◆ Task brief:
Tally the lines in these records that hold the string "below", and reply with the number alone.

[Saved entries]
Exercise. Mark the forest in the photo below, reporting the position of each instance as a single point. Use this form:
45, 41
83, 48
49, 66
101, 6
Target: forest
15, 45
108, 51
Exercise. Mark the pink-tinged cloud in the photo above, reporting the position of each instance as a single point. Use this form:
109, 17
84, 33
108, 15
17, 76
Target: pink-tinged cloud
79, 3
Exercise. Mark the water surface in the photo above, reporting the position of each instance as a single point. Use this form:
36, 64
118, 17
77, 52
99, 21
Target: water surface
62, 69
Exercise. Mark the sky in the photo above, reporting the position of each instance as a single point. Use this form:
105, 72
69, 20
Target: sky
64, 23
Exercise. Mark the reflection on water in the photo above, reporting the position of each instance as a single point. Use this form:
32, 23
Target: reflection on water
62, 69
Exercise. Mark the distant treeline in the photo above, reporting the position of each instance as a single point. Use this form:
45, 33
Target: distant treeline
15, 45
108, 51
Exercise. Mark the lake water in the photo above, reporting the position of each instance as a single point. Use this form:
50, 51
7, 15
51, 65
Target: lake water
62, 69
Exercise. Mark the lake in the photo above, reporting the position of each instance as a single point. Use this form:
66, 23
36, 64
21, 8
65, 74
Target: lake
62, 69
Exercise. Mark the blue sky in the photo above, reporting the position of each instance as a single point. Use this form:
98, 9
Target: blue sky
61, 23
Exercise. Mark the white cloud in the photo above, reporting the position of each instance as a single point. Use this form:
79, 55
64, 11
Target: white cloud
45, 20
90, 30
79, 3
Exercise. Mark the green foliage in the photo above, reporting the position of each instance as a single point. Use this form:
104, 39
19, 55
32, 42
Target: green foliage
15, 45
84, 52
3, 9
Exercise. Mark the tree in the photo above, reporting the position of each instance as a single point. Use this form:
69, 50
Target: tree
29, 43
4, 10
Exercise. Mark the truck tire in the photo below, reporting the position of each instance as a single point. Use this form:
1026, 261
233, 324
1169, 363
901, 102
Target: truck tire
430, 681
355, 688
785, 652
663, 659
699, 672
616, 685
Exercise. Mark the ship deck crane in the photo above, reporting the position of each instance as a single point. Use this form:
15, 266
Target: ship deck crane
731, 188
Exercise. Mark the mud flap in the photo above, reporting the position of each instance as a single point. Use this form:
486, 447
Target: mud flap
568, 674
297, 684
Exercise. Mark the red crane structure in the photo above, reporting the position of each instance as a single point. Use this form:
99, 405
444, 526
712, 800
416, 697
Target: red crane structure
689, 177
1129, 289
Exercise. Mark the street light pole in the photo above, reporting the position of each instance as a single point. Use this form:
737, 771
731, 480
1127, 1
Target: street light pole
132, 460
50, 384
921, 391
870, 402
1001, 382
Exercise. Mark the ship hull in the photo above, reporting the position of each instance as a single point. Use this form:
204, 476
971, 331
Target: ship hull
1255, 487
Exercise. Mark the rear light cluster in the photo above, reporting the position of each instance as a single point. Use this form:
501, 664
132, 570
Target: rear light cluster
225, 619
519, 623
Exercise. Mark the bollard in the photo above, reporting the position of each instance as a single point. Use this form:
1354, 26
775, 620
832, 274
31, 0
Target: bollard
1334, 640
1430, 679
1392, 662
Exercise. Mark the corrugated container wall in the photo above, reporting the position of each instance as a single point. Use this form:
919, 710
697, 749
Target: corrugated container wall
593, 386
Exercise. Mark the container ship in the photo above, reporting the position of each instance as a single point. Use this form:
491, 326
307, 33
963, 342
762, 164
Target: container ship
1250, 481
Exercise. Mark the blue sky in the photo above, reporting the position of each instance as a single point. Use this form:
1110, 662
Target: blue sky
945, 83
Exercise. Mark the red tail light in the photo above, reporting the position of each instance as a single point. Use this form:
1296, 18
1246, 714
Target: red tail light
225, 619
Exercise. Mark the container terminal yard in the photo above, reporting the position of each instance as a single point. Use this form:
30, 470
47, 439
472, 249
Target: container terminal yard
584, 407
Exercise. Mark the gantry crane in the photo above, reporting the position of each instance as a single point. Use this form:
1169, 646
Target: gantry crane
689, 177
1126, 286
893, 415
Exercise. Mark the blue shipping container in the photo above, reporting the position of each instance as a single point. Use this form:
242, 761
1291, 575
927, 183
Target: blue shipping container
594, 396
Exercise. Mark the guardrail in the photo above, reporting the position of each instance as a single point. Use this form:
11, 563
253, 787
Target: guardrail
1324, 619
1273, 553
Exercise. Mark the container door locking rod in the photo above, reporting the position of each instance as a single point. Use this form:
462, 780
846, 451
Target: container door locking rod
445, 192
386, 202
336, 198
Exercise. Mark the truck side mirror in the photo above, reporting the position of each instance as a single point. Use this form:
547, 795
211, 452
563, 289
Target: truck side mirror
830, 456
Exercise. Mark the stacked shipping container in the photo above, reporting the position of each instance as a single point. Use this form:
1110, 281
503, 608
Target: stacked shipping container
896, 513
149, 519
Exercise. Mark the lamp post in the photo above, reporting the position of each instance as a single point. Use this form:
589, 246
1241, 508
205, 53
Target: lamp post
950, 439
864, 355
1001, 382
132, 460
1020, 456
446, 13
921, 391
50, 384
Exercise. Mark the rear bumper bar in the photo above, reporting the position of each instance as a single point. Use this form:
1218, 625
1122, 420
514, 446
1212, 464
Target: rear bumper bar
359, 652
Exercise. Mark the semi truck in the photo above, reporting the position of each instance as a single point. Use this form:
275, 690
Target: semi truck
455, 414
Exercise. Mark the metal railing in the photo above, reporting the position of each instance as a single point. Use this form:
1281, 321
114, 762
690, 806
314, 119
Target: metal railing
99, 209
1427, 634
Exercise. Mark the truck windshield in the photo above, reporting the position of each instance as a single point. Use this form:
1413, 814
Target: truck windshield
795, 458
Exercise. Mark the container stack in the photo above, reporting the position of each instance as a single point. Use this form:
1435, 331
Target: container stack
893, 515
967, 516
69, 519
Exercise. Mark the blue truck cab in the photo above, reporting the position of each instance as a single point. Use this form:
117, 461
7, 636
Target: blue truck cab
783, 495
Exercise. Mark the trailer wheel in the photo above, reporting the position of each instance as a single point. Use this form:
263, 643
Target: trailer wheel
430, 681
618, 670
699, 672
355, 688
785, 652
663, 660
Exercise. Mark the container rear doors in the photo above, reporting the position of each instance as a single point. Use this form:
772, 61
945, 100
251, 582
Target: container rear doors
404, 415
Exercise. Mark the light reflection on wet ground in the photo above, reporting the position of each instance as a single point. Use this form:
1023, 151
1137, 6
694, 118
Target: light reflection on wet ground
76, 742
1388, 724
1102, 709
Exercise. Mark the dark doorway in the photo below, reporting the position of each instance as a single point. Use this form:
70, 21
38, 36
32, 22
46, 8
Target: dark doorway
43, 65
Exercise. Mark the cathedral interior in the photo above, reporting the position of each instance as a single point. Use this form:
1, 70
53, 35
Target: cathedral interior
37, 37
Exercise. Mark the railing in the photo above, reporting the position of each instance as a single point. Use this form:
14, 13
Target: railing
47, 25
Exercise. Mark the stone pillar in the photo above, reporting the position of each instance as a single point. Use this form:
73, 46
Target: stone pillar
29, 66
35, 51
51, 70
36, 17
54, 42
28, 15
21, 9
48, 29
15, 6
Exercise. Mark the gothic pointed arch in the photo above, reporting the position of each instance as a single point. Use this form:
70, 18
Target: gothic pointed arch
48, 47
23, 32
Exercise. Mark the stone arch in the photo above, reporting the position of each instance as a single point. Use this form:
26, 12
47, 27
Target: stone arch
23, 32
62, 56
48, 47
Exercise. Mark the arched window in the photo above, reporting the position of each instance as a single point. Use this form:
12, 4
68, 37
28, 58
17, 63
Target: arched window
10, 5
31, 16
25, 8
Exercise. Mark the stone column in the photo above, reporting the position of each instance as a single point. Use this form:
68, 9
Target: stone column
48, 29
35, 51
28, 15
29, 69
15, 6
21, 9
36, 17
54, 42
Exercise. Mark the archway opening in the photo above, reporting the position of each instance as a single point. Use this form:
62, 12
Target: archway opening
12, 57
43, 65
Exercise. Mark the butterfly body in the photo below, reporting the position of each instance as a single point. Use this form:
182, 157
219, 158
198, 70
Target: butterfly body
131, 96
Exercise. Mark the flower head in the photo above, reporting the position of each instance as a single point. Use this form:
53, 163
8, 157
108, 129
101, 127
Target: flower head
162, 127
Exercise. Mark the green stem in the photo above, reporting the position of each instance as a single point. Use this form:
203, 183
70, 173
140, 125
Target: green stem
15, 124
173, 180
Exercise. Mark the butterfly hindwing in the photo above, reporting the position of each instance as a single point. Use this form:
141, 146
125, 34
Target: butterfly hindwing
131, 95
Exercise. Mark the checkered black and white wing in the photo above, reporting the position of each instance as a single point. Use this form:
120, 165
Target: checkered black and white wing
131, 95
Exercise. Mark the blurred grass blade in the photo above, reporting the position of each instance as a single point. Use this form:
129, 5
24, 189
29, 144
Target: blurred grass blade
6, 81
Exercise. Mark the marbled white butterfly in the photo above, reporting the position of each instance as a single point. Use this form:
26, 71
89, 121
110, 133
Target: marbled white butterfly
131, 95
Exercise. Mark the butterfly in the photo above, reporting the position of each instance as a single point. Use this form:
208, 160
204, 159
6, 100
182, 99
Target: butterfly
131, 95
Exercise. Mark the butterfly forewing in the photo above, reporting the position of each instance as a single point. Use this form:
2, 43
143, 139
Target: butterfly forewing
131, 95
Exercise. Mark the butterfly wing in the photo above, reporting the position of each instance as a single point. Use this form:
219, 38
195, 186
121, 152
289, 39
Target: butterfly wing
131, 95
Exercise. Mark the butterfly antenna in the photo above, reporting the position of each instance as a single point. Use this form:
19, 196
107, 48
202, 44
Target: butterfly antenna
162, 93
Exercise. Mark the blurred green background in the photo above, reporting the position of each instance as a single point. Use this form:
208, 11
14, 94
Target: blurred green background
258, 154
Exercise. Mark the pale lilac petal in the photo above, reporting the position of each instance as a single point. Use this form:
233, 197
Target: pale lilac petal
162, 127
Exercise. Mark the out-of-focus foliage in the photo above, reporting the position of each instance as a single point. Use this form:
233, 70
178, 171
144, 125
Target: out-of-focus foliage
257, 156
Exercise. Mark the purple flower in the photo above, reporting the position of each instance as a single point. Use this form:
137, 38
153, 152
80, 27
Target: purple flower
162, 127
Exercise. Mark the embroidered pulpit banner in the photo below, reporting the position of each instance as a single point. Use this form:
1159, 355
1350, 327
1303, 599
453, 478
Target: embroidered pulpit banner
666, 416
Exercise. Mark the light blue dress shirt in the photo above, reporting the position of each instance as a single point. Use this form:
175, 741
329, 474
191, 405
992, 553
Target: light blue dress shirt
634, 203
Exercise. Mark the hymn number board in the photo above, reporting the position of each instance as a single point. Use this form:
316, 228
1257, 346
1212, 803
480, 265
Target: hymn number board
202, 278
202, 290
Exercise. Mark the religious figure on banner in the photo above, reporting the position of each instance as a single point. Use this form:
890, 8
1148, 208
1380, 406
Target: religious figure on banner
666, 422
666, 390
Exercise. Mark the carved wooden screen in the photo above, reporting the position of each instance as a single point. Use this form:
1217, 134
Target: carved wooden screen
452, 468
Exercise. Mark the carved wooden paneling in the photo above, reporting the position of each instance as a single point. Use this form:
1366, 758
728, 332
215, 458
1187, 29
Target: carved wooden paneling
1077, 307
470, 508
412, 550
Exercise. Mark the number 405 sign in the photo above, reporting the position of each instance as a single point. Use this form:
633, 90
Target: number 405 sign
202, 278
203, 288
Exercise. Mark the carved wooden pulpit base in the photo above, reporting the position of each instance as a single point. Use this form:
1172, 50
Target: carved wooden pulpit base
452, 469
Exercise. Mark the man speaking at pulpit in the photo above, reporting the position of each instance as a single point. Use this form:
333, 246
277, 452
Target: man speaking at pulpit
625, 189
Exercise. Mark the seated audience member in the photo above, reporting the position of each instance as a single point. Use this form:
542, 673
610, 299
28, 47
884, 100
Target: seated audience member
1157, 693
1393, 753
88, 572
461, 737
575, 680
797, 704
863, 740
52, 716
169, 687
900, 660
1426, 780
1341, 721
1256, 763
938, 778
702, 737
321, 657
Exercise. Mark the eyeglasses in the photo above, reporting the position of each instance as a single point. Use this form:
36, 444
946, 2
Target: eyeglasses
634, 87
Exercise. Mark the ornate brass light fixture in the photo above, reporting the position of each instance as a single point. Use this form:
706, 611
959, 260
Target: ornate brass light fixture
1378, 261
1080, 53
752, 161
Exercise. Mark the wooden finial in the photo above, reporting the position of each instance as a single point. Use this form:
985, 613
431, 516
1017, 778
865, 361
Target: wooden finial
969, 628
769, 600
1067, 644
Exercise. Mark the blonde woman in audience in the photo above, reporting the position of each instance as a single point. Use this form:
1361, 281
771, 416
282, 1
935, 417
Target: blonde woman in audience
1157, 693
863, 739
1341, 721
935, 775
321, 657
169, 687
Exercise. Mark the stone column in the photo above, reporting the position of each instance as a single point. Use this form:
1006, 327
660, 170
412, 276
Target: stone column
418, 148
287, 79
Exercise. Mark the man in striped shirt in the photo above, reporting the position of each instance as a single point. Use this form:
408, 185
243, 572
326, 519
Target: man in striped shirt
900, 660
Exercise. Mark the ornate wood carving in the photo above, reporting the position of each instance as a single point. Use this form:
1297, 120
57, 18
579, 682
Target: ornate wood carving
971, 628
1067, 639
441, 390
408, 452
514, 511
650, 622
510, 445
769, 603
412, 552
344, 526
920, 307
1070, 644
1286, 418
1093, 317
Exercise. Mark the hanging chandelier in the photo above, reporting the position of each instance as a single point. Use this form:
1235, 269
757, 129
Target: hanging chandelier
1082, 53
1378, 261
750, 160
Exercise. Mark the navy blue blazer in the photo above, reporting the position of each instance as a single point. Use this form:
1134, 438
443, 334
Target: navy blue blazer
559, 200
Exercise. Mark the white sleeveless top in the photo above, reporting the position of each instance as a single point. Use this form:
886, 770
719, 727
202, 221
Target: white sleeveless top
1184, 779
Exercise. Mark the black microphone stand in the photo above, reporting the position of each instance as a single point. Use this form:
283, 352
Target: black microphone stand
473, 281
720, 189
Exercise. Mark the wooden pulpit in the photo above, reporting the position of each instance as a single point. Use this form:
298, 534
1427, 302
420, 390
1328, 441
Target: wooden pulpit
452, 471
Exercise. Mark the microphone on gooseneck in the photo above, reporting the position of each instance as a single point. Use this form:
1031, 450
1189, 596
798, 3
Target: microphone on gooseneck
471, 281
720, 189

◆ Result of this task:
5